Exercise requirements
In the data below, how many lines contain the string "matching"? Give only the figure.

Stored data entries
★ ★ ★

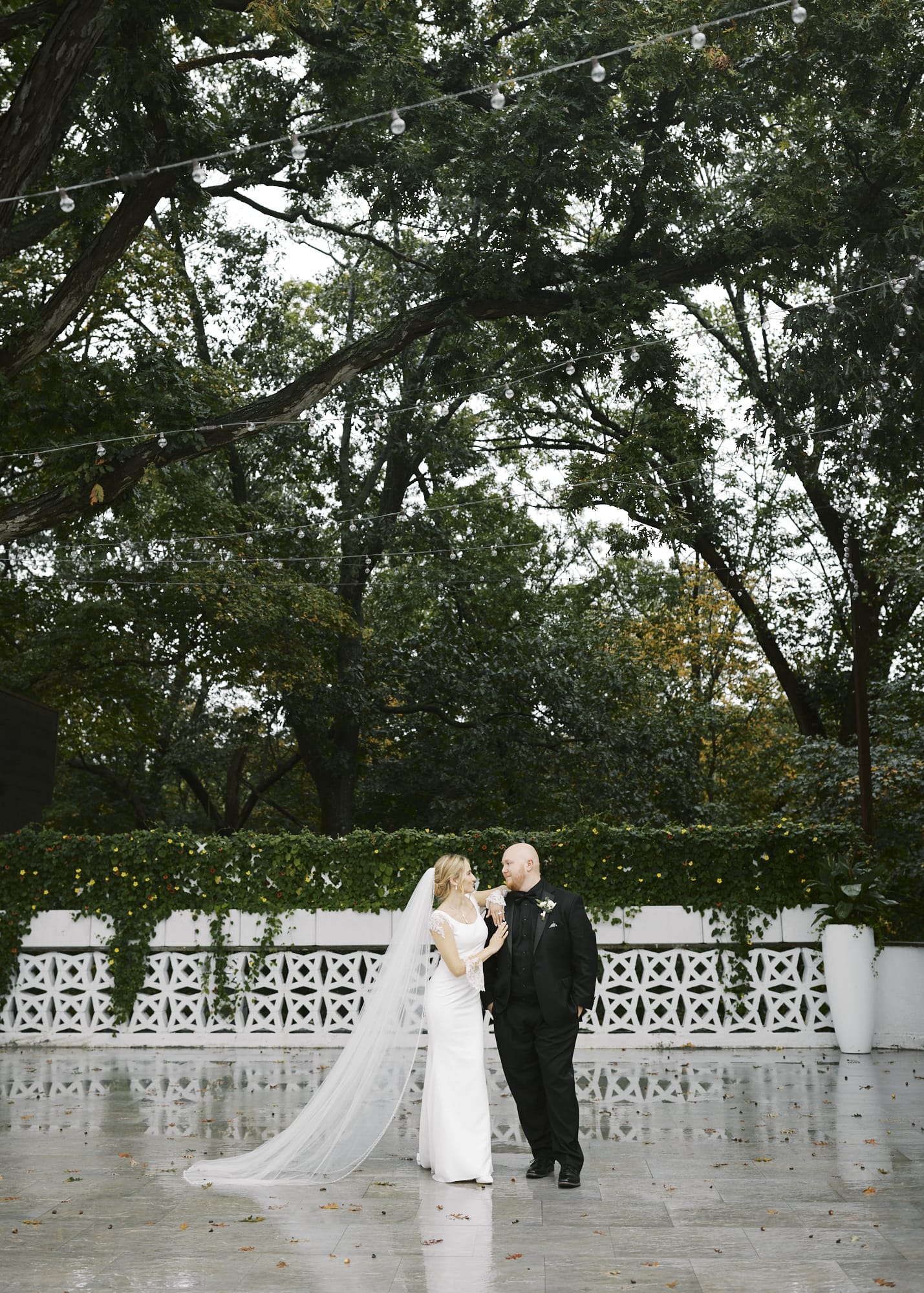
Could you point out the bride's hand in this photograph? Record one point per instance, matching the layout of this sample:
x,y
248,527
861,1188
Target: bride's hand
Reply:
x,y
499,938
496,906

★ ★ ★

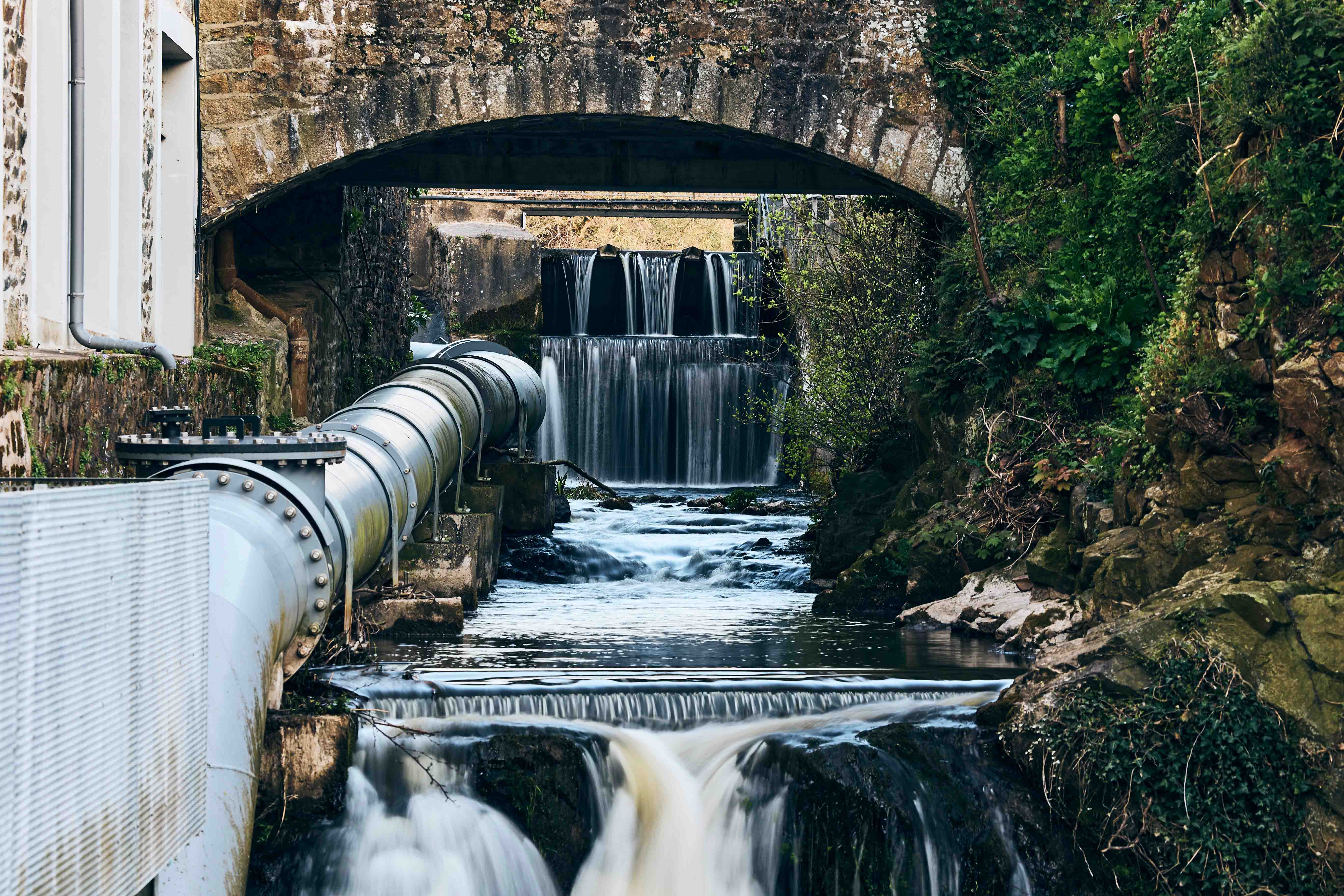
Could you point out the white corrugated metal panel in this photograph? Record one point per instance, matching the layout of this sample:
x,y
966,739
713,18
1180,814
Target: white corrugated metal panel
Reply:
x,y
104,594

★ ★ ★

Final answer
2